**Your tasks**
(a) Summarize the Lake Compounce history passage in two sentences.
(b) Continue the Lake Compounce history passage, beginning after its final sentence.

**Document section**
****************************************

In 1851, a California Gold Rush 49er named Isaac Pierce joined Norton to establish a firm. The two men petitioned local legislators that their residences be ceded from the town of Southington to the town of Bristol. In 1895, a casino was built on the property, which was the first permanent building at the site. Later that year, the Bristol and Plainville Tramway Company constructed the Southington and Compounce trolley line. Shortly after, Lake Compounce purchased the Lake Compounce Carousel for $10,000, opening it on Memorial Day, 1911. The Carousel is now included in the National Register of Historic Places.

In 1914, Lake Compounce opened the Green Dragon, the park's first electric-powered roller coaster. The coaster was torn down in 1927 to make room for the Wildcat, a wooden coaster designed by Schmeck and built by the Philadelphia Toboggan Company.

****************************************

**Information given**
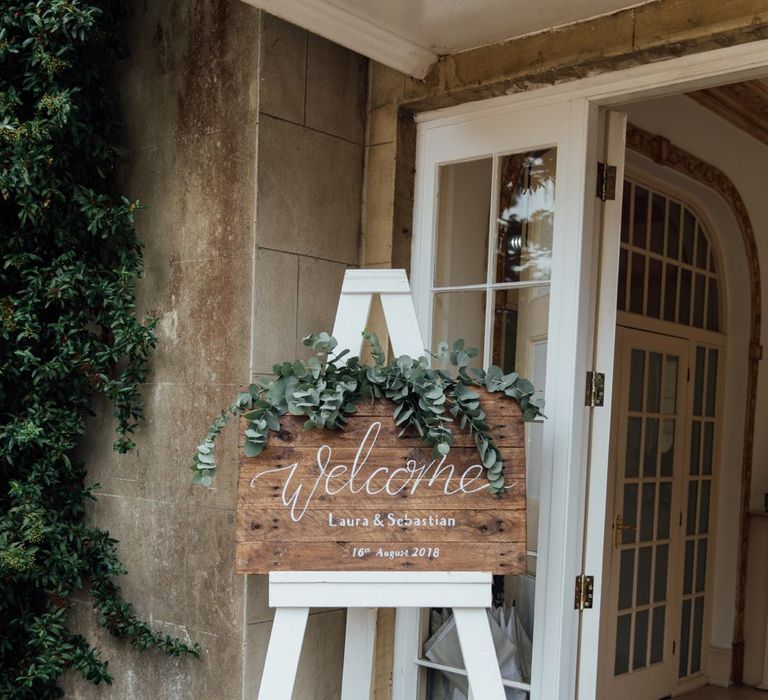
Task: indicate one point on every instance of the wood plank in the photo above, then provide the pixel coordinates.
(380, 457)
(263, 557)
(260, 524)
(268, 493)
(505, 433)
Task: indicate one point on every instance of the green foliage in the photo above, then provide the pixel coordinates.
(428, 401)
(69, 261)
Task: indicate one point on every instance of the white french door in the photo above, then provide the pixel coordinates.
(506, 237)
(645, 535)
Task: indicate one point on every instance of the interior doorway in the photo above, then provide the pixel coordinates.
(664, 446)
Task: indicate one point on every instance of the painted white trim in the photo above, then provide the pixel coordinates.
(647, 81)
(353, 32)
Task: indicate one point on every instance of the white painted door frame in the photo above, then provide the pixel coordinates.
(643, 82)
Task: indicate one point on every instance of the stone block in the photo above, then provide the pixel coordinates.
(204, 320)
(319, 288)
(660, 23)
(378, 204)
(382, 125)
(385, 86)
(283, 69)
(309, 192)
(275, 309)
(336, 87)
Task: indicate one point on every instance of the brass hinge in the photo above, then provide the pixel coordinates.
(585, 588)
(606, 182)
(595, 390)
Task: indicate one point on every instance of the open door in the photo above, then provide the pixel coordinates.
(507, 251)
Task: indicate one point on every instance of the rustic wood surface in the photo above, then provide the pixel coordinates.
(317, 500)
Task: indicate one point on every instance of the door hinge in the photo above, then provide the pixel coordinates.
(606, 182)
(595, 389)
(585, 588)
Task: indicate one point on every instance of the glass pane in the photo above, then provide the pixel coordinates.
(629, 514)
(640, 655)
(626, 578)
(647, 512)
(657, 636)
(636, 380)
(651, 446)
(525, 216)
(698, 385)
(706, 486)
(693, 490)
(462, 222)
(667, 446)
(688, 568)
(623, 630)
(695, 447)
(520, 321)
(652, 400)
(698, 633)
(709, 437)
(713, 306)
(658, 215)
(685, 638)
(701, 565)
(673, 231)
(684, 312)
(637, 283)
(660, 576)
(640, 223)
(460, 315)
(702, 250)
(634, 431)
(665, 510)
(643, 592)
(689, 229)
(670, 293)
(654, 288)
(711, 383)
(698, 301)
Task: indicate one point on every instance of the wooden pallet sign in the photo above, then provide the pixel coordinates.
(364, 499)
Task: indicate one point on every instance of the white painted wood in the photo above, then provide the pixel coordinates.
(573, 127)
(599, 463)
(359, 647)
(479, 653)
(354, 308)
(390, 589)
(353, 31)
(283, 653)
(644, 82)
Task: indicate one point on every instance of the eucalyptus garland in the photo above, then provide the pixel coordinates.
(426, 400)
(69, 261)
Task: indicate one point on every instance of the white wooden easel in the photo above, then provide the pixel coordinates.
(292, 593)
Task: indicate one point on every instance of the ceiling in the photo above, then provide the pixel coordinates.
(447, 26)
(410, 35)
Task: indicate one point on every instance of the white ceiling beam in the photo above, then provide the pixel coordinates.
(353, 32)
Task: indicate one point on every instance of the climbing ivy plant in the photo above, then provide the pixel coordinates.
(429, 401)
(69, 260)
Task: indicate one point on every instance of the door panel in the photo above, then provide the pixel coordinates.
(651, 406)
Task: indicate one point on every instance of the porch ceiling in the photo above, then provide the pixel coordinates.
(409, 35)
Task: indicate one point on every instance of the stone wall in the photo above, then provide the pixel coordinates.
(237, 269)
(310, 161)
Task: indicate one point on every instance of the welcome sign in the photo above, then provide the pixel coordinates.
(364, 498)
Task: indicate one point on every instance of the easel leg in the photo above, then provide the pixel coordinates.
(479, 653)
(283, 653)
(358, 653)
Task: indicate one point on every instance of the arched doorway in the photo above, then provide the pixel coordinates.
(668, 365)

****************************************

**Expected answers**
(a) Isaac Pierce joined Norton in a firm in 1851, and a casino built on the property in 1895 became the site's first permanent building; Lake Compounce later purchased a carousel for $10,000 that is now on the National Register of Historic Places. In 1914 the park opened the Green Dragon, its first electric-powered roller coaster, which was torn down in 1927 to make room for the Wildcat, a wooden coaster built by the Philadelphia Toboggan Company.

(b)
The early 1930s brought more growth. The casino was expanded with a dance floor. On Easter, Glenn Gray and the Casa Loma Band opened the Starlight Ballroom. The all-time attendance record of 5,000 was set in the spring of 1941, when Tommy Dorsey's reorganized band featured Frank Sinatra, who had yet to reach the height of his career.

The effects of the Great Depression and the popularity of the automobile brought trolleys in the United States into a decline, which negatively impacted attendance at Lake Compounce. These same factors had similar effects on other parks in the New England region, such as Canobie Lake Park and Riverside Park. In 1944, Lake Compounce opened a steam railroad. It was designed and built by Connecticut actor William Gillette, the original portrayer of Sherlock Holmes in silent films.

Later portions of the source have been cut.